[Set of tasks]
**A.** Answer each question in a single line, using the statement on the Bristol disorder: (i) Whom did the speaker speak with about the injured officers? (ii) How many arrests had there already been? (iii) Which bill were people in the city centre protesting against?
**B.** Take the statement on the Bristol disorder further, starting right after its final sentence.

The scenes last night from the centre of Bristol at the heart of my constituency are shocking. There is absolutely no excuse for violence and disorder, injuring police officers and destroying property.

This shameful display of violence towards public servants does not represent the people of Bristol. It put officers in hospital, took police vehicles used to help the police to protect us out of action and was directed on the part of the police service where safeguarding and protection of vulnerable people is coordinated. This hurts us as a city.

I’ve spoken with the Chief Constable of Avon and Somerset to check on how the injured officers are doing. I’ve asked him to pass on my message of support to officers on the front line, who have had to deal with this violence on top of everything else they are facing. He informs me there have been seven arrests already, with more likely soon. I ask the public to help the police in identifying culprits and gathering evidence but also to show support for the police as public servants here to protect us.

There has been a rise in assaults on our emergency service workers including the police but also health and others in the last few years. This cannot be part of who we are as a city or as a country. This is not Bristol as we know and love it.

We all need to have peaceful ways to express our desires for change and I defend our democratic right to protest. I have faith that the majority of people who went to the city centre this weekend to protest against the proposals in the Policing, Crime, Sentencing and Courts Bill on restricting the right to protest did so in a peaceful way. Sadly, however, there were some who appeared to have come determined to turn to violence. Smashing windows, setting vehicles on fire, throwing fireworks into crowds and injuring public servants is frightening for all those who live in the city centre as well as dangerous for police and other protestors. It also ironically undermines the case the protestors were trying to make for opposing the Policing, Crime, Sentencing and Courts Bill and hands the government the publicity they need to push the Bill back onto the agenda urgently.

[Dataset entries]
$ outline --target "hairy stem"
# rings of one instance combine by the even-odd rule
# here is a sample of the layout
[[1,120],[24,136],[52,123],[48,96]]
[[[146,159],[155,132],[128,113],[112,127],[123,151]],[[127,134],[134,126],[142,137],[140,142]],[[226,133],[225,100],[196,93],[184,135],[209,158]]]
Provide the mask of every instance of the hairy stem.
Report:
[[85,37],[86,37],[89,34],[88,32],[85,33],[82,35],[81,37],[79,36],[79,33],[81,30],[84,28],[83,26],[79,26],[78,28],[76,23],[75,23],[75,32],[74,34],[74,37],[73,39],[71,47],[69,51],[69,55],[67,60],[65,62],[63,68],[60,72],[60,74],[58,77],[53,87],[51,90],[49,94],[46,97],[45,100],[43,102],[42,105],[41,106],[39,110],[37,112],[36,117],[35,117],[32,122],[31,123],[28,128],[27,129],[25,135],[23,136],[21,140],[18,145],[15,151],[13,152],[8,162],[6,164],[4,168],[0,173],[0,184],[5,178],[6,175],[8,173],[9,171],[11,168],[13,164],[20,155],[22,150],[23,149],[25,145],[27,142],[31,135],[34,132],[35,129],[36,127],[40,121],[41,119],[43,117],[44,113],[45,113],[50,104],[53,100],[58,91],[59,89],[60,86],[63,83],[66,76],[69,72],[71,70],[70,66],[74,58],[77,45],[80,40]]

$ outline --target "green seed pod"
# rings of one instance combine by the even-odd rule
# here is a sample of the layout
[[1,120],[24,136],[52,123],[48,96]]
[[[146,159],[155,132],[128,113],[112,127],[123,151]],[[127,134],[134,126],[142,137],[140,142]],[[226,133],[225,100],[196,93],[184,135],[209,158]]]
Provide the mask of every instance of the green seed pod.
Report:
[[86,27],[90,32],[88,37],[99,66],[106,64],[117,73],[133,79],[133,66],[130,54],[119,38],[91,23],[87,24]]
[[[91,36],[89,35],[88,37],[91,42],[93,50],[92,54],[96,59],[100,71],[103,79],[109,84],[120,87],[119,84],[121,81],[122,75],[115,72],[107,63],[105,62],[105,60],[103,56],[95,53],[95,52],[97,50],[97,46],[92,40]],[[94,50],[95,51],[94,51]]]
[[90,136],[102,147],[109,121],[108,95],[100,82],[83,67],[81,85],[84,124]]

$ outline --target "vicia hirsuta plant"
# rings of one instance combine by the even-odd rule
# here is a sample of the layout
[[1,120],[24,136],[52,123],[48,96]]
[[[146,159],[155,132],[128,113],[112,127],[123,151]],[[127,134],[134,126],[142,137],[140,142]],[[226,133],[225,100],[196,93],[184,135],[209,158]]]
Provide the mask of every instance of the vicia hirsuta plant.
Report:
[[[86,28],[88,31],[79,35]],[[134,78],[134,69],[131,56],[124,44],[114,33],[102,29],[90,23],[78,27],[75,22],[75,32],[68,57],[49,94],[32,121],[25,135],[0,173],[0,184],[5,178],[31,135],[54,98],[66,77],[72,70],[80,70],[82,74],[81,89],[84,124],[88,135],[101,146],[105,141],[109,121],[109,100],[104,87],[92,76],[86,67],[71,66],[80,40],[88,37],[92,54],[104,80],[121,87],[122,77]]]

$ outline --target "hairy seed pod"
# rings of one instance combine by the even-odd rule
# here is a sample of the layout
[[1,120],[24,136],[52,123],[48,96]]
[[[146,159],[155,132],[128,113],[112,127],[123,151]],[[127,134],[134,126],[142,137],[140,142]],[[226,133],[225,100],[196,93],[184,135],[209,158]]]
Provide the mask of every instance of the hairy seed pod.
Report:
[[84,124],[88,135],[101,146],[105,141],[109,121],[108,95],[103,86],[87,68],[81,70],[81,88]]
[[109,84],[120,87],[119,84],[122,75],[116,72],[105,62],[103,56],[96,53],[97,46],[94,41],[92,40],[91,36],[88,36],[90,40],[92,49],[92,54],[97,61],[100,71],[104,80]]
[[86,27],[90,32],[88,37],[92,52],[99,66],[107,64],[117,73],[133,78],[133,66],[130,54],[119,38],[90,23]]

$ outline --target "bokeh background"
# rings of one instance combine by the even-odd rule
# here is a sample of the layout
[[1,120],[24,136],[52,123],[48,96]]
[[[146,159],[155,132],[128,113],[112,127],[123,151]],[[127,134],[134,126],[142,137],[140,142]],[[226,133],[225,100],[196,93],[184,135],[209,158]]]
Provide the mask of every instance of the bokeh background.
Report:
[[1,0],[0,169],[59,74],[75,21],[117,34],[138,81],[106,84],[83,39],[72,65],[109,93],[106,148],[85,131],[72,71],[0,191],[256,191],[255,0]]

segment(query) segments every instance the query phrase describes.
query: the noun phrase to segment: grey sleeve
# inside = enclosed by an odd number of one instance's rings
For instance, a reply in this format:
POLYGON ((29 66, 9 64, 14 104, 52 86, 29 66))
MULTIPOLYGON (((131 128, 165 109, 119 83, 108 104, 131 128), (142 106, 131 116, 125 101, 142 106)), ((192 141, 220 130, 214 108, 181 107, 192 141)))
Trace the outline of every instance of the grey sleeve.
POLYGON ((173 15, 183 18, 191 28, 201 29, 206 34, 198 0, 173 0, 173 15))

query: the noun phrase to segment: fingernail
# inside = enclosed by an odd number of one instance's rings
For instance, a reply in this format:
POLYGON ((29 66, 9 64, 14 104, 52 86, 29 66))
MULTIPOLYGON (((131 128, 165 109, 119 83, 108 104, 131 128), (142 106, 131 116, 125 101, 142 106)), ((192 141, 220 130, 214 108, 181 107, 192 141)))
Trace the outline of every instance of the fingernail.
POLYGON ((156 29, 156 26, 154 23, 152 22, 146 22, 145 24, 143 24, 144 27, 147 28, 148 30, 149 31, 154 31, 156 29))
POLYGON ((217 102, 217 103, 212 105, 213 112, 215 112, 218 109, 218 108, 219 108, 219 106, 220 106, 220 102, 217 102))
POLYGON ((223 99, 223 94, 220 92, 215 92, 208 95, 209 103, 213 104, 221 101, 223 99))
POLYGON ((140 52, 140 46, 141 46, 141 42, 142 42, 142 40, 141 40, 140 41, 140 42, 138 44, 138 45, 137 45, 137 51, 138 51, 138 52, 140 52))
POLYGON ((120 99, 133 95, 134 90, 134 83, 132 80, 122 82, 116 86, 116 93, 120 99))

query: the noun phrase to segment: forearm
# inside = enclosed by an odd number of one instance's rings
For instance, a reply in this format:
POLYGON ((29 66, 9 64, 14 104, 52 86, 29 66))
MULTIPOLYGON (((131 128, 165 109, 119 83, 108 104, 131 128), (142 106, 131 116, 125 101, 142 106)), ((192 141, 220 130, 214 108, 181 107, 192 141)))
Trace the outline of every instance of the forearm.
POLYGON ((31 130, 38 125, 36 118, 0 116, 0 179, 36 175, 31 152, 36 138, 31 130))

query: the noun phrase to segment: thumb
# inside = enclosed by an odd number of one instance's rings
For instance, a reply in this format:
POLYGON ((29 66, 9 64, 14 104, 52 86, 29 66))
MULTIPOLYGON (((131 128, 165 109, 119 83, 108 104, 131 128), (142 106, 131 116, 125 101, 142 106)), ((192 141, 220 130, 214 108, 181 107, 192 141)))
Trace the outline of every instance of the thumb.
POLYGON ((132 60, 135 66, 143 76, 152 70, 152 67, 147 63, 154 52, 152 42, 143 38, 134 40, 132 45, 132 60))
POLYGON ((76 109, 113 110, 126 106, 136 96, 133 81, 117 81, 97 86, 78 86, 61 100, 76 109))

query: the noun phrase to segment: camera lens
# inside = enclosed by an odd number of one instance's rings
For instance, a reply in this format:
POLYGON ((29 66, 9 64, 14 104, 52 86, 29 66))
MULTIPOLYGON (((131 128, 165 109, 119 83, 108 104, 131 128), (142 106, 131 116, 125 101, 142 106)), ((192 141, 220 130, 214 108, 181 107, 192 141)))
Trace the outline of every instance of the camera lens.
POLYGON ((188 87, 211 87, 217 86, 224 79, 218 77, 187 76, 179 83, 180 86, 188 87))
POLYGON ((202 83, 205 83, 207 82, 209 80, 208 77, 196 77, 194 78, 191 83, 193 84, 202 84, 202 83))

* * *

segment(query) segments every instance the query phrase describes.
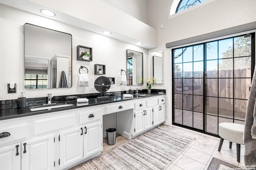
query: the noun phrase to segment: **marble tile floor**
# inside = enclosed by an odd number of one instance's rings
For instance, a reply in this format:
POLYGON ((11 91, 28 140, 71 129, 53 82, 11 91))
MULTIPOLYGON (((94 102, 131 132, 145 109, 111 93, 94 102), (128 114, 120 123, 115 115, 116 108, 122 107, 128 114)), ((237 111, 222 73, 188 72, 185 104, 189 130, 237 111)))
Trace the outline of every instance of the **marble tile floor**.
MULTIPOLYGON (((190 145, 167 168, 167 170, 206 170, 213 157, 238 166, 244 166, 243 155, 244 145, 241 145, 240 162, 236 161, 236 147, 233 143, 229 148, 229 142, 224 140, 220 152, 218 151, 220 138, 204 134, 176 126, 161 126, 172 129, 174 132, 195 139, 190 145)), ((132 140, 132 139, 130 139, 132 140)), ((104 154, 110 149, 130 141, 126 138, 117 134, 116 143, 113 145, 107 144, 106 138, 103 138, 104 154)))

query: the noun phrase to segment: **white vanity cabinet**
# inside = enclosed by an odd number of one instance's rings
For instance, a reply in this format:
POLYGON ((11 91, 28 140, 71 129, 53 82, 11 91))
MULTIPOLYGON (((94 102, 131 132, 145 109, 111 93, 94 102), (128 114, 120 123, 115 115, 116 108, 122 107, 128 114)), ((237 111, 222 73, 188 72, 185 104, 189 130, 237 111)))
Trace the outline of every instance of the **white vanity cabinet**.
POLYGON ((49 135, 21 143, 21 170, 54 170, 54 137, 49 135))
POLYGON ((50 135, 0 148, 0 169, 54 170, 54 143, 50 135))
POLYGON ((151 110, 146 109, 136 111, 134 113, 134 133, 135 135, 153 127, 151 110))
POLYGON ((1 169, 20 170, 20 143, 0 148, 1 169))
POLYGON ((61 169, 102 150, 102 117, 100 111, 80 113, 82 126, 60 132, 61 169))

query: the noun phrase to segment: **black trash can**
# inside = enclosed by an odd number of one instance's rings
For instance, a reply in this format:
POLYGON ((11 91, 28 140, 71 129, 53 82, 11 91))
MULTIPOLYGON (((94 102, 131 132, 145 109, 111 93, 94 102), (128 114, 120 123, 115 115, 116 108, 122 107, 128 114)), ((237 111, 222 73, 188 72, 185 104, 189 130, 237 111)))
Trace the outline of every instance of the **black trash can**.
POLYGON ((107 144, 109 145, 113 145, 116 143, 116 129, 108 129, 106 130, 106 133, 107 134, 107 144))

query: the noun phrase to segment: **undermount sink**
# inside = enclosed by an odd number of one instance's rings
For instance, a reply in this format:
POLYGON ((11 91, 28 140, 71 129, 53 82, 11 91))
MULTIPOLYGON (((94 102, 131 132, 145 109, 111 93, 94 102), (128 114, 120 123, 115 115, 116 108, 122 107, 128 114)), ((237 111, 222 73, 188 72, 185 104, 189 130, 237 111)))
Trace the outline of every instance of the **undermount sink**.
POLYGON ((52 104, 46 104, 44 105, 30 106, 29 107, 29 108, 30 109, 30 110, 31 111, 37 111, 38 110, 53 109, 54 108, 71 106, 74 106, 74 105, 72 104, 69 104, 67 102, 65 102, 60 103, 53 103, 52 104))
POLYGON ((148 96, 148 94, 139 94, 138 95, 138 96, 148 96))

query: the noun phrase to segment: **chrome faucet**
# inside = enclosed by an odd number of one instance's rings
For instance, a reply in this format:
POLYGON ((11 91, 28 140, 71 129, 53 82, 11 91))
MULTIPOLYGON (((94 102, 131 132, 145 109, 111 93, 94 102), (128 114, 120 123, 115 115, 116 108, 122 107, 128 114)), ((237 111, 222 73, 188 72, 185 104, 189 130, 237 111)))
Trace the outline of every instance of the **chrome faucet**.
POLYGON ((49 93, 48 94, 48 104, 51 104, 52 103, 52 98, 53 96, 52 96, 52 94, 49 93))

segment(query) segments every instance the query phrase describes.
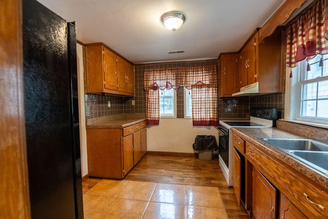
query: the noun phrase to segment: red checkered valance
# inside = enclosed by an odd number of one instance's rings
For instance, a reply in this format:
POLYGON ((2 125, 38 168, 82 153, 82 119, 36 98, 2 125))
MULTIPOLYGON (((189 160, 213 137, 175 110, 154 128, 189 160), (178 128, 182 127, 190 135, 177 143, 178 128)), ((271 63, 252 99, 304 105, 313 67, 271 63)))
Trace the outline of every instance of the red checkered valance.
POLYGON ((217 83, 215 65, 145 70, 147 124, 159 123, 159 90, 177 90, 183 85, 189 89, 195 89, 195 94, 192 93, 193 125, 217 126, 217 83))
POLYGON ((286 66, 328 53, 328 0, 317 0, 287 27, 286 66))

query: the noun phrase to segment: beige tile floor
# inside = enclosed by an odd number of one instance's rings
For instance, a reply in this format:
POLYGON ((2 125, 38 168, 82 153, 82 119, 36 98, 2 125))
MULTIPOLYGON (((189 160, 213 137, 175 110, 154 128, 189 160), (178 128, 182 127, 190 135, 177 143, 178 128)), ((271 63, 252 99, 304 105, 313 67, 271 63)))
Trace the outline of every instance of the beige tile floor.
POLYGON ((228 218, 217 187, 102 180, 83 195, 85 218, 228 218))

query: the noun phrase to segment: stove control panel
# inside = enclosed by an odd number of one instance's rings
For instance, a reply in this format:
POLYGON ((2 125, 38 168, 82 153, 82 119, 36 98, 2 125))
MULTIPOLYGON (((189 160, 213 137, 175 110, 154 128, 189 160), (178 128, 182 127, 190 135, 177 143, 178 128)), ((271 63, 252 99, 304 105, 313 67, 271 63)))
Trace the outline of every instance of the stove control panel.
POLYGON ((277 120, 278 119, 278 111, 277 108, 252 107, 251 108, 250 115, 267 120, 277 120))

--

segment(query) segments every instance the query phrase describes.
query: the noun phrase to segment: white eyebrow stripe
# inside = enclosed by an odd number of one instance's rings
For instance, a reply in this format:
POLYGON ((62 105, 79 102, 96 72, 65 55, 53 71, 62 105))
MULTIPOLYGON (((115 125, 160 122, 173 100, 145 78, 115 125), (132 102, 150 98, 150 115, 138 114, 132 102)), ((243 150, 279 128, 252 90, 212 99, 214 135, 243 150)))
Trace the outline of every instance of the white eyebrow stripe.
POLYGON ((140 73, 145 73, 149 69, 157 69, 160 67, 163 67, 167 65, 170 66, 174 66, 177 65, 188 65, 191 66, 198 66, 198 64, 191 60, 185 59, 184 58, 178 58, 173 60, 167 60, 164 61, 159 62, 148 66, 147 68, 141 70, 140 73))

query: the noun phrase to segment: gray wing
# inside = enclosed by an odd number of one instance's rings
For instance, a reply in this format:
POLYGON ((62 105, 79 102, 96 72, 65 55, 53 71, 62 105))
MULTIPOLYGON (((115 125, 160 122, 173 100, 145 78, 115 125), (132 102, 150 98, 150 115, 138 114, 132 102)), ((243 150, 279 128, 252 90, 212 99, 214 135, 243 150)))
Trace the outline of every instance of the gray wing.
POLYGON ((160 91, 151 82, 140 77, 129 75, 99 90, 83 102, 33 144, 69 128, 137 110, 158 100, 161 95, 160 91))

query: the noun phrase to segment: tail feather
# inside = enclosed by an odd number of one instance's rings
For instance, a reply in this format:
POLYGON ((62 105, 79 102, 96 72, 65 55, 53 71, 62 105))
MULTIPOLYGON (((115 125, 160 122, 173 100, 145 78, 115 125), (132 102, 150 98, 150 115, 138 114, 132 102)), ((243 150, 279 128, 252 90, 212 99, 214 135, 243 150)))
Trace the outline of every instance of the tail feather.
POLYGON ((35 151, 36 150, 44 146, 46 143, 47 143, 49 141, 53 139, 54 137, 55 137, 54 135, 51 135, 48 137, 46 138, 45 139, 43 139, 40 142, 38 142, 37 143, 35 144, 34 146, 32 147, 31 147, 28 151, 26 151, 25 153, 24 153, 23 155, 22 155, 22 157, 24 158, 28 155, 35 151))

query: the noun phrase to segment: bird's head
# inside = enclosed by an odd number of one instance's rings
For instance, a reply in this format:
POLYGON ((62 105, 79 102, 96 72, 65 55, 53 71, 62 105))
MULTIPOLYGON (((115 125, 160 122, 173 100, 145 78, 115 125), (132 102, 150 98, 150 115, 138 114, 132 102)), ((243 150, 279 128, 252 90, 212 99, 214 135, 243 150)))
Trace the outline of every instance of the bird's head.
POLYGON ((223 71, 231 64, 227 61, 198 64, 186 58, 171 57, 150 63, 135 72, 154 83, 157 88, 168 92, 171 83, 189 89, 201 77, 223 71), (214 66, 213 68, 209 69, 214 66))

[Task answers]
**A.**
(i) The Chief Constable of Avon and Somerset.
(ii) Seven.
(iii) The Policing, Crime, Sentencing and Courts Bill.

**B.**
I opposed that Bill last week in Parliament for many reasons, particularly the restrictions on the right to protest and because of the total lack of focus on tackling sexual violence and the full range of violence against women and girls. However, there were some good measures in there, including more protection for emergency workers assaulted in the line of duty. It is now inevitable that the government will take this riot as an example of why the Bill is needed.

We are also still in the middle of a pandemic so we must stick to social distancing. Most people in Bristol have followed the rules, doing all the right things to protect others. For many this has been a huge sacrifice. There are so many people longing to see the end of this crisis and be with loved ones they’ve not been with for months on end. We must not do anything which could prolong this awful pandemic and risk spreading the terrible virus further.

We need the policing by consent and engagement which our city has managed to achieve extremely well over the last difficult twelve months. We need our police to be able to focus on protecting us from harm. Last night undermined that and I urge the people of Bristol to join me in supporting the police as they investigate the violence and go about identifying the culprits.